→ **What to do**
Continue the passage about the choreographer Mr. Goecke and his critics, beginning right after its final sentence.

→ **Given text**
··········
For more than a decade, Mr. Goecke has been a star in Europe. Manuel Brug, a critic for the German newspaper Die Welt, said in an interview that he made dancers look “like flying birds” and called him the most important choreographer in Germany.
On Tuesday, Sylvia Staude, a critic for the Frankfurter Rundschau newspaper, wrote that Mr. Goecke’s impulsive action was “a catastrophe” for both Hanover’s state opera, and “the art of dance.”
In an email, Ms. Staude said she had interviewed Mr. Goecke twice and had found him “very friendly, courteous.”
But four critics based outside of Germany said in interviews that they had received bizarre communications from him after giving his works negative reviews. Juan Michael Porter II said in a telephone interview that in 2016, when he was starting out as a critic, he wrote a review for HuffPost in which he said one of Mr. Goecke’s pieces “bobbed along for 12 minutes longer than was necessary to ever diminishing effect before finally going away.”
Soon afterward, Mr. Porter said he received an email from Mr. Goecke, “essentially asking, ‘Who are you to criticize the greatest choreographers in the world?’” When Mr. Porter didn’t reply, Mr. Goecke emailed a second time, calling him a coward for not responding.
Mr. Goecke denied emailing any critics. He said he didn’t use email and would never call himself a great choreographer. “It looks like I have a problem,” he added, “but that is not the case.” He welcomed constructive criticism, he said.
Ms. Berman of the Hanover State Opera said that in Mr. Goecke’s three years at the company there had been no problems with his behavior. “I never imagined he’d ever do anything remotely like this,” she said. “In normal everyday life, he is extremely honorable, respectful, empathetic.”
In the weeks before the incident, Mr. Goecke said he had been preparing for the premiere of his dance “In the Dutch Mountains” in the Netherlands. He felt under pressure to create a masterpiece, he said. He also had personal struggles. His mother was ill, he said, and his dog, 14 ½ years old, was coming to the end of its life.
“I was always thinking, ‘Do I have to carry him back to Germany in a plastic bag?’’ Mr. Goecke said.
··········
→ **Data section**
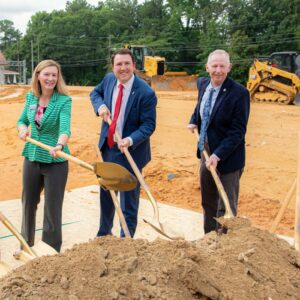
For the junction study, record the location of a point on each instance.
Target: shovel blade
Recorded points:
(114, 177)
(4, 268)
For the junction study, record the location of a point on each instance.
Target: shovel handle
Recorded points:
(220, 187)
(116, 204)
(139, 176)
(62, 154)
(16, 233)
(283, 207)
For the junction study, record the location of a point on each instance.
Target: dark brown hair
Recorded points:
(122, 51)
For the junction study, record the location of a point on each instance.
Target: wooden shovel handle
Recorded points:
(116, 204)
(283, 207)
(16, 233)
(62, 154)
(139, 176)
(220, 187)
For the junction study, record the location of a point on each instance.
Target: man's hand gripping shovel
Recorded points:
(111, 176)
(220, 187)
(163, 229)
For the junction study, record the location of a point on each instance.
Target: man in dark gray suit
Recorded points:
(131, 103)
(221, 117)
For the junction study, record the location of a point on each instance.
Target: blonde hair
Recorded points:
(35, 83)
(219, 52)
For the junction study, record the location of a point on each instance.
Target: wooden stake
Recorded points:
(283, 207)
(297, 210)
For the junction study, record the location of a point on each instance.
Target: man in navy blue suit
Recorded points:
(131, 104)
(221, 117)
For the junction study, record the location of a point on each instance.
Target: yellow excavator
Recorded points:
(276, 79)
(154, 71)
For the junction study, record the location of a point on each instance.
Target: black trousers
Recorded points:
(52, 178)
(212, 203)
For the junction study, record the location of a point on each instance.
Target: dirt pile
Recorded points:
(247, 263)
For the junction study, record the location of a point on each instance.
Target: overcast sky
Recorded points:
(20, 11)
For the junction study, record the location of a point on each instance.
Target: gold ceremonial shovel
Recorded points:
(163, 229)
(111, 176)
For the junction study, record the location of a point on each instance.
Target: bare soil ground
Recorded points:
(271, 142)
(247, 263)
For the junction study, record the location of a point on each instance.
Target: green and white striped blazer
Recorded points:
(56, 121)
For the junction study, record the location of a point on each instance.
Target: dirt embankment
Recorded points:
(247, 263)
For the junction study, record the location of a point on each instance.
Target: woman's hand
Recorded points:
(23, 133)
(53, 153)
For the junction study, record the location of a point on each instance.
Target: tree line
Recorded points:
(82, 37)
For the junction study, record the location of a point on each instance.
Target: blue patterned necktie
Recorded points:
(205, 119)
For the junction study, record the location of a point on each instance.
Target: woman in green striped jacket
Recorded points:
(46, 117)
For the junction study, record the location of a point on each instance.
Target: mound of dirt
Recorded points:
(247, 263)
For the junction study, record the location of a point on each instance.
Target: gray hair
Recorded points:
(219, 52)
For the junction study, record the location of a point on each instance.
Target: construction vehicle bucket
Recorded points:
(174, 82)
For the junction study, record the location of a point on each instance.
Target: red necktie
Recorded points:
(112, 127)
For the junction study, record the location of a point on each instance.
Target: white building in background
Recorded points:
(7, 76)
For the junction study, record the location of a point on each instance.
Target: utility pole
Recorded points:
(38, 41)
(31, 56)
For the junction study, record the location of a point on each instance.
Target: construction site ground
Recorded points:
(248, 258)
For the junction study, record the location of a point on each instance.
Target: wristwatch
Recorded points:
(62, 146)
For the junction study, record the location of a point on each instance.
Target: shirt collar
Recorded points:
(127, 85)
(217, 88)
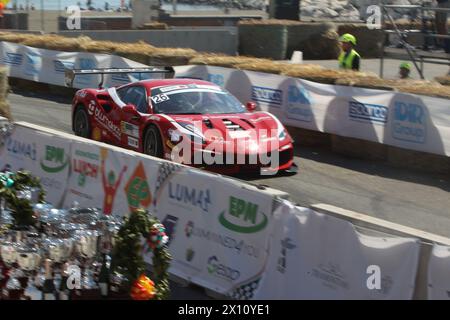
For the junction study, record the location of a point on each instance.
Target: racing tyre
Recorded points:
(81, 126)
(152, 142)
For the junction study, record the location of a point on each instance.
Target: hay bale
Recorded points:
(138, 52)
(369, 42)
(315, 40)
(14, 37)
(225, 61)
(321, 46)
(263, 40)
(154, 26)
(98, 46)
(444, 80)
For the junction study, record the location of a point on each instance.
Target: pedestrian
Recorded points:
(405, 70)
(441, 23)
(349, 59)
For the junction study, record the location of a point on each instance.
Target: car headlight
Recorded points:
(282, 134)
(193, 132)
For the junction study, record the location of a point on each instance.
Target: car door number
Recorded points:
(160, 98)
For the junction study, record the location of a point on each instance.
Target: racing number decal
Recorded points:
(91, 107)
(160, 98)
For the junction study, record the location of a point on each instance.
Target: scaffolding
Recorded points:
(417, 55)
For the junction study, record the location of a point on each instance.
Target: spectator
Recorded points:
(441, 23)
(405, 70)
(349, 59)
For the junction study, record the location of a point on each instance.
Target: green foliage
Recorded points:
(127, 253)
(21, 209)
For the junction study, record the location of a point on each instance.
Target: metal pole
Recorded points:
(174, 6)
(42, 16)
(16, 15)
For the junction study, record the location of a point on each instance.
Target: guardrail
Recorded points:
(232, 238)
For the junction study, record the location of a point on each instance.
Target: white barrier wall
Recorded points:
(48, 66)
(439, 273)
(219, 228)
(316, 256)
(225, 235)
(403, 120)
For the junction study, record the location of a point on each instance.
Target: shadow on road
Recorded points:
(374, 168)
(67, 98)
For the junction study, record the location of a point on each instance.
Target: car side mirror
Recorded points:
(131, 109)
(251, 106)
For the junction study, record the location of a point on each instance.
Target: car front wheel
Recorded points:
(152, 142)
(81, 125)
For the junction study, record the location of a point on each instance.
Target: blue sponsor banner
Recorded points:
(299, 104)
(368, 112)
(409, 122)
(33, 64)
(216, 79)
(13, 59)
(61, 65)
(267, 95)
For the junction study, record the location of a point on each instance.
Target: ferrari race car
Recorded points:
(189, 121)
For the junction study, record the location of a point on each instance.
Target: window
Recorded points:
(136, 96)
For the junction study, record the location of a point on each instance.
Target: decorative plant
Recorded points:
(21, 208)
(128, 249)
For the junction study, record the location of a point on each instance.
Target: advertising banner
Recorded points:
(316, 256)
(218, 233)
(49, 66)
(439, 273)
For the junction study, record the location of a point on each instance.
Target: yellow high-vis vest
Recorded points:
(347, 62)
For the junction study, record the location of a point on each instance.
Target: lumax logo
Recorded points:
(55, 160)
(243, 217)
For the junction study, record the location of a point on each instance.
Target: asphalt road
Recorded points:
(414, 199)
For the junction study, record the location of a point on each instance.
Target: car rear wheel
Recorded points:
(152, 142)
(81, 125)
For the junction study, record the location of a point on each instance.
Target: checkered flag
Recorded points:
(166, 171)
(245, 291)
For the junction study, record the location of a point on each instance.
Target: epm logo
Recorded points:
(267, 95)
(13, 59)
(367, 112)
(409, 123)
(55, 160)
(243, 217)
(218, 269)
(299, 104)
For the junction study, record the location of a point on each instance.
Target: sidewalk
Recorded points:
(390, 68)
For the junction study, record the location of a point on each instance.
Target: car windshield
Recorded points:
(194, 99)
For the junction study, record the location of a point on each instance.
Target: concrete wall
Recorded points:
(219, 40)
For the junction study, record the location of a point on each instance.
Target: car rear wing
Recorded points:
(70, 74)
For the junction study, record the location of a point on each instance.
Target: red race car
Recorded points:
(190, 121)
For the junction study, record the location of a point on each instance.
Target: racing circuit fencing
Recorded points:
(406, 121)
(233, 238)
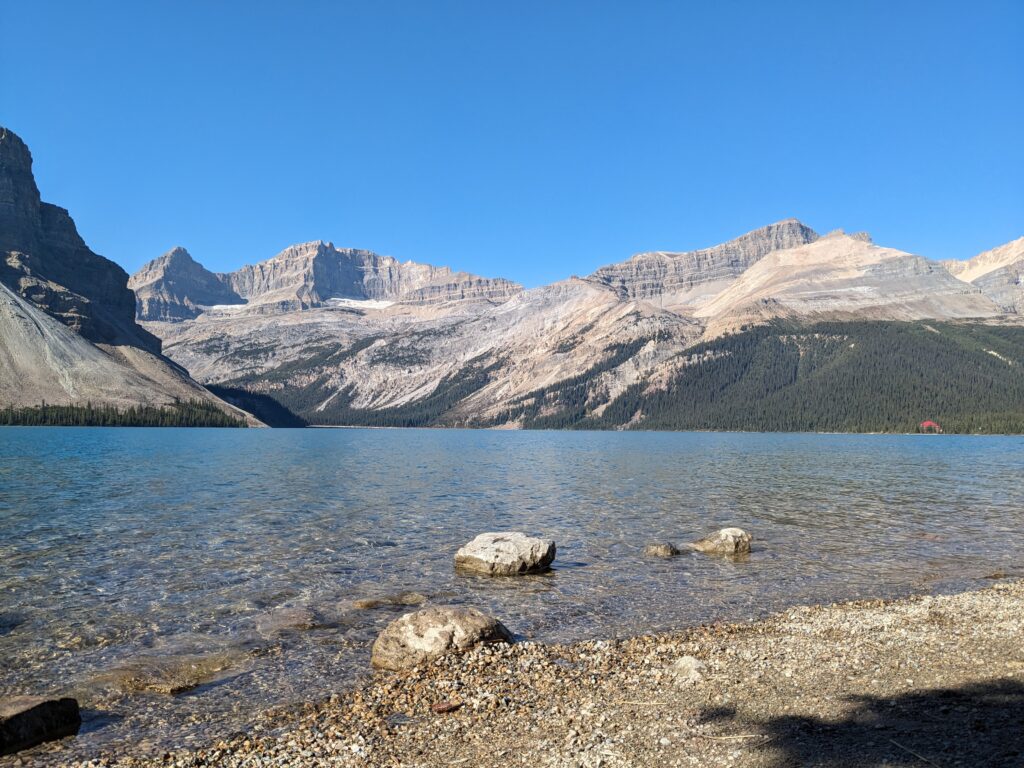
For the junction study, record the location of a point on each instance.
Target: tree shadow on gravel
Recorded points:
(975, 725)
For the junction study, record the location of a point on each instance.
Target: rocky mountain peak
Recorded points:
(20, 217)
(44, 260)
(306, 275)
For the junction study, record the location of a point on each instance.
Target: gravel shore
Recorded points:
(924, 681)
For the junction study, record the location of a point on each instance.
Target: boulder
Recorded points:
(662, 549)
(27, 721)
(725, 542)
(434, 632)
(505, 554)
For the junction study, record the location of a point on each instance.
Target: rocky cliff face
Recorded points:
(304, 276)
(44, 260)
(842, 276)
(997, 273)
(68, 330)
(687, 279)
(174, 287)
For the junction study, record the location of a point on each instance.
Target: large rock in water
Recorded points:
(725, 542)
(27, 721)
(434, 632)
(505, 554)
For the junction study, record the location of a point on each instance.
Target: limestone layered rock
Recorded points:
(505, 554)
(304, 276)
(998, 273)
(725, 542)
(685, 279)
(842, 276)
(27, 721)
(434, 632)
(175, 288)
(574, 345)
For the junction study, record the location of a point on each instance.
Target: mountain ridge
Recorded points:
(68, 329)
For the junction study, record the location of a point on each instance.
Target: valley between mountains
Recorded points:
(780, 329)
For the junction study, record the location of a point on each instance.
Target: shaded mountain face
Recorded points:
(997, 273)
(303, 276)
(68, 330)
(45, 261)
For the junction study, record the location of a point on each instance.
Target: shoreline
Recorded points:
(921, 680)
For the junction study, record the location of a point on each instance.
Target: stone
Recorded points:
(171, 674)
(505, 554)
(442, 708)
(725, 542)
(403, 598)
(434, 632)
(662, 549)
(285, 619)
(27, 721)
(687, 670)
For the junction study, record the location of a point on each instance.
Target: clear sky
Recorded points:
(525, 139)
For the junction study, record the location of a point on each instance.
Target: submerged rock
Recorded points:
(285, 619)
(509, 553)
(725, 542)
(171, 675)
(434, 632)
(662, 549)
(404, 598)
(27, 721)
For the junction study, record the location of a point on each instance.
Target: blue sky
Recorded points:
(529, 140)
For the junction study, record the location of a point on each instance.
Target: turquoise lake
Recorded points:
(125, 553)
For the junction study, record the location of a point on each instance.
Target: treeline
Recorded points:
(187, 414)
(844, 377)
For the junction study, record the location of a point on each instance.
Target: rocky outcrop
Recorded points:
(44, 260)
(27, 721)
(685, 279)
(842, 276)
(730, 542)
(175, 288)
(68, 330)
(434, 632)
(997, 273)
(303, 276)
(505, 554)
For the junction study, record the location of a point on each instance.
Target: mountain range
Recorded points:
(68, 329)
(350, 337)
(778, 329)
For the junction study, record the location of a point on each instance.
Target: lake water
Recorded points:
(131, 554)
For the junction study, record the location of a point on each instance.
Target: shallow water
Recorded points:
(129, 556)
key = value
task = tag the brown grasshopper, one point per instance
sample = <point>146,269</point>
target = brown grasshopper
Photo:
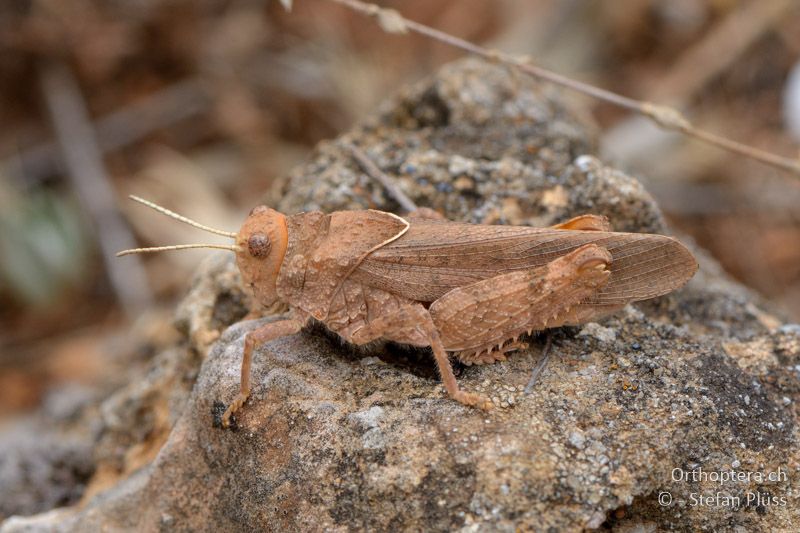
<point>469,290</point>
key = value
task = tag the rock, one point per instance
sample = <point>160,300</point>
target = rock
<point>338,438</point>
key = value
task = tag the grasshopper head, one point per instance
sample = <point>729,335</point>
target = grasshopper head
<point>261,243</point>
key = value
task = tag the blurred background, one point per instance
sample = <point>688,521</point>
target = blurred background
<point>204,105</point>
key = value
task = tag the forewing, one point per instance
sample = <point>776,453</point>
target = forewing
<point>435,257</point>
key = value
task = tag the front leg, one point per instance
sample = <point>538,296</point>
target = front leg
<point>412,324</point>
<point>254,339</point>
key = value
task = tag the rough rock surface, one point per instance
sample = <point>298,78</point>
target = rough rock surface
<point>341,439</point>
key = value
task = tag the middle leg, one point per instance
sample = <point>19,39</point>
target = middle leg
<point>412,324</point>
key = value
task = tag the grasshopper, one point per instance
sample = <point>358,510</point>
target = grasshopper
<point>466,290</point>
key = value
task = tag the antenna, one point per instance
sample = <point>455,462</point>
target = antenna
<point>185,220</point>
<point>177,247</point>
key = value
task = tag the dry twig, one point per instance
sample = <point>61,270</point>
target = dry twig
<point>666,117</point>
<point>386,182</point>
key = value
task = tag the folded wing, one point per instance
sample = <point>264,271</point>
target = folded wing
<point>434,257</point>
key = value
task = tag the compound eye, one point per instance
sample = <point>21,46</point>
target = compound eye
<point>258,245</point>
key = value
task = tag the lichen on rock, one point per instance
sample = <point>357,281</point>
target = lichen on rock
<point>338,438</point>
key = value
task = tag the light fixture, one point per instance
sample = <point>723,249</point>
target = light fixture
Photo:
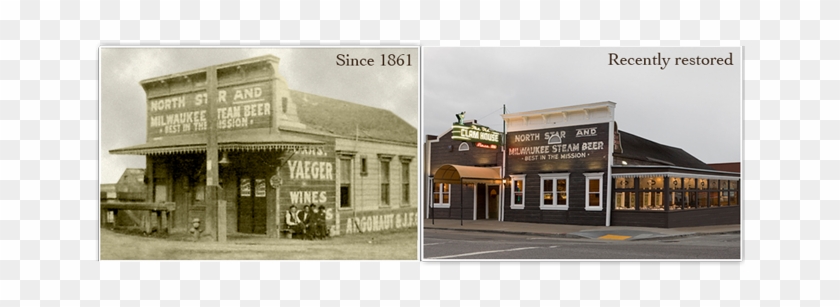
<point>224,161</point>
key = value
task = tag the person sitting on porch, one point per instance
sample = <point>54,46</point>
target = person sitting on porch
<point>293,222</point>
<point>313,223</point>
<point>322,222</point>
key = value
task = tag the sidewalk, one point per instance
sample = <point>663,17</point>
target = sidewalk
<point>578,231</point>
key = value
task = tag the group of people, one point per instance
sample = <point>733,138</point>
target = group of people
<point>309,223</point>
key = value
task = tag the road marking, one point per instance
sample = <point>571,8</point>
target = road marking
<point>614,237</point>
<point>484,252</point>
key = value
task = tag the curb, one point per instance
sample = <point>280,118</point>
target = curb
<point>576,236</point>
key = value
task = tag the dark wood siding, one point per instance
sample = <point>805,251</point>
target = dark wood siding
<point>455,207</point>
<point>685,218</point>
<point>594,162</point>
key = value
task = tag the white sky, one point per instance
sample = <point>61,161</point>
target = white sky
<point>696,108</point>
<point>311,70</point>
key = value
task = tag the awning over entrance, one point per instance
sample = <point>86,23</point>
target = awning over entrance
<point>455,174</point>
<point>231,141</point>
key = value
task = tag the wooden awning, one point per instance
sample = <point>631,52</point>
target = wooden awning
<point>456,174</point>
<point>227,142</point>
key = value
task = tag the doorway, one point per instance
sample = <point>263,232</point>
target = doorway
<point>493,202</point>
<point>252,204</point>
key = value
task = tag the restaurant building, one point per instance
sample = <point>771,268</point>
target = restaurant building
<point>572,165</point>
<point>278,147</point>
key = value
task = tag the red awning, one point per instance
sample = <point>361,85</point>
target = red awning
<point>454,174</point>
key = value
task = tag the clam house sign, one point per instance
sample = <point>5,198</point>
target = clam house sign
<point>475,133</point>
<point>278,148</point>
<point>238,107</point>
<point>572,165</point>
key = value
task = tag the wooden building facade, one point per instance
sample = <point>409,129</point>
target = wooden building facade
<point>572,165</point>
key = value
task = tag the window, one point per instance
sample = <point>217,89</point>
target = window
<point>363,171</point>
<point>517,198</point>
<point>593,191</point>
<point>346,171</point>
<point>440,195</point>
<point>385,181</point>
<point>406,172</point>
<point>554,191</point>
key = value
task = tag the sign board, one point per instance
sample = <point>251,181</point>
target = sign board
<point>475,133</point>
<point>246,106</point>
<point>564,148</point>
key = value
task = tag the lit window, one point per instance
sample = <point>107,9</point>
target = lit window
<point>652,197</point>
<point>464,146</point>
<point>593,191</point>
<point>517,198</point>
<point>385,181</point>
<point>554,191</point>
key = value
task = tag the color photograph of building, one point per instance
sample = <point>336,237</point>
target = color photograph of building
<point>276,147</point>
<point>582,142</point>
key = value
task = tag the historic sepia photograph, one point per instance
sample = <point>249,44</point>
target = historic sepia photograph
<point>259,153</point>
<point>585,153</point>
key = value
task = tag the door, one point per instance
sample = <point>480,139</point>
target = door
<point>493,202</point>
<point>252,205</point>
<point>481,201</point>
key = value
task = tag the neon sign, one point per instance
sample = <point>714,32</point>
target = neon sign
<point>475,133</point>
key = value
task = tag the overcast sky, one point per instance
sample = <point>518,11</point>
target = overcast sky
<point>696,108</point>
<point>311,70</point>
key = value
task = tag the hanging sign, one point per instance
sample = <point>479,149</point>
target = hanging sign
<point>238,107</point>
<point>475,133</point>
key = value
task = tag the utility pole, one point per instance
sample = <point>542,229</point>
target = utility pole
<point>211,207</point>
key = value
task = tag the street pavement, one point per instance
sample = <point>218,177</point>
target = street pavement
<point>439,244</point>
<point>448,239</point>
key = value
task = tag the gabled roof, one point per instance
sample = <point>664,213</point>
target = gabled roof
<point>342,118</point>
<point>637,150</point>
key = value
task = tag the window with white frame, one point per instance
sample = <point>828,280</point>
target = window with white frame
<point>594,195</point>
<point>554,191</point>
<point>440,195</point>
<point>517,197</point>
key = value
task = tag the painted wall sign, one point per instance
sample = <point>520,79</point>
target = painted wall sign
<point>482,145</point>
<point>575,143</point>
<point>475,133</point>
<point>239,107</point>
<point>309,177</point>
<point>379,222</point>
<point>245,187</point>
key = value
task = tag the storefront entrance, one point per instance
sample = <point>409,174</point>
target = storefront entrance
<point>252,204</point>
<point>493,202</point>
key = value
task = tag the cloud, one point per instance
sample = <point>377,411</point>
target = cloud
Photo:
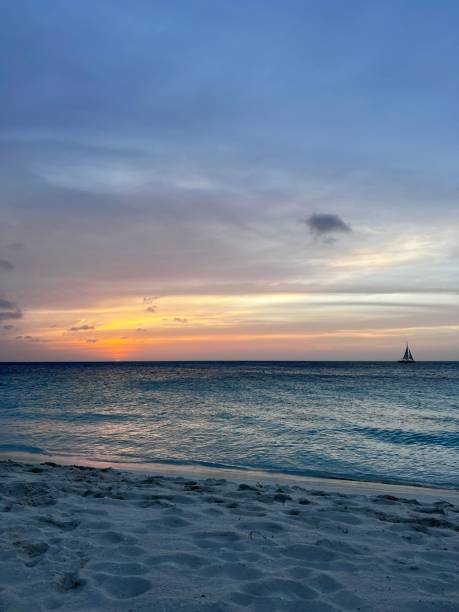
<point>5,264</point>
<point>326,223</point>
<point>9,310</point>
<point>15,246</point>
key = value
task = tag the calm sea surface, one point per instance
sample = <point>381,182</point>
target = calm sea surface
<point>377,421</point>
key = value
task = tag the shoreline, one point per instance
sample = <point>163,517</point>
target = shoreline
<point>242,474</point>
<point>83,538</point>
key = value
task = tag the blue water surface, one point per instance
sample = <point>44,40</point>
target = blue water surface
<point>371,421</point>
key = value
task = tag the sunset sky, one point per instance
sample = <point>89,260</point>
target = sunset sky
<point>229,179</point>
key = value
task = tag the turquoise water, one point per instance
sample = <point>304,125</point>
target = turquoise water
<point>376,421</point>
··········
→ **Exercise response**
Ms. Hüster’s review of “In the Dutch Mountains,” published on Saturday, in which she wrote that spectators would feel like they’re either “going insane” or “being killed by boredom,” felt like another personal attack, he said. When he saw her that evening at the Hanover State Opera, he said, he was shocked and could not understand her presence.
The pair had a tense discussion, in which he recalled saying, “‘What you are writing about me, you would not want to hear about you?” When she did not respond positively, he rubbed the feces in her face.
Ms. Hüster said in an interview this week she reviewed dance to draw people into the art form and never went to a show hoping to be disappointed. “I’m not a masochist,” she said.
Mr. Goecke’s views on criticism appear to have some support in Europe’s dance world. Jiri Kylian, a Czech choreographer and former artistic director of the Nederlands Dans Theater, said in an email he would not make “any specific statements concerning Marco Goecke’s unfortunate affair.” But he had views on the “troublesome relationship between creators and their critics,” he added.
Kylian said it was safer for critics to write negative reviews as then they “can never be criticized” by colleagues for their bad taste. “If you write a positive one, you put your cards on the table and you can easily become a laughing stock,” he added.
It is unclear if other contemporary dance companies will keep working with Mr. Goecke. Ms. Berman said the differing reactions from the Hanover State Opera and Nederlands Dans Theater were perhaps explained by the dance world still being in shock about the incident.
“No one wants to see someone who is capable of creating such amazing dance work stop,” Ms. Berman said. “But at the same time nobody can understand what he did,” she added.
Ms. Hüster said in an email that she didn’t care what happened to him next. “I will never attend any Goecke show again,” she said: “He is not that relevant.”
For his part, Mr. Goecke said he was exhausted after the last few days and wanted to move on. But, he added, he’s “had so much applause” during his career, “If it’s over, it’s over.”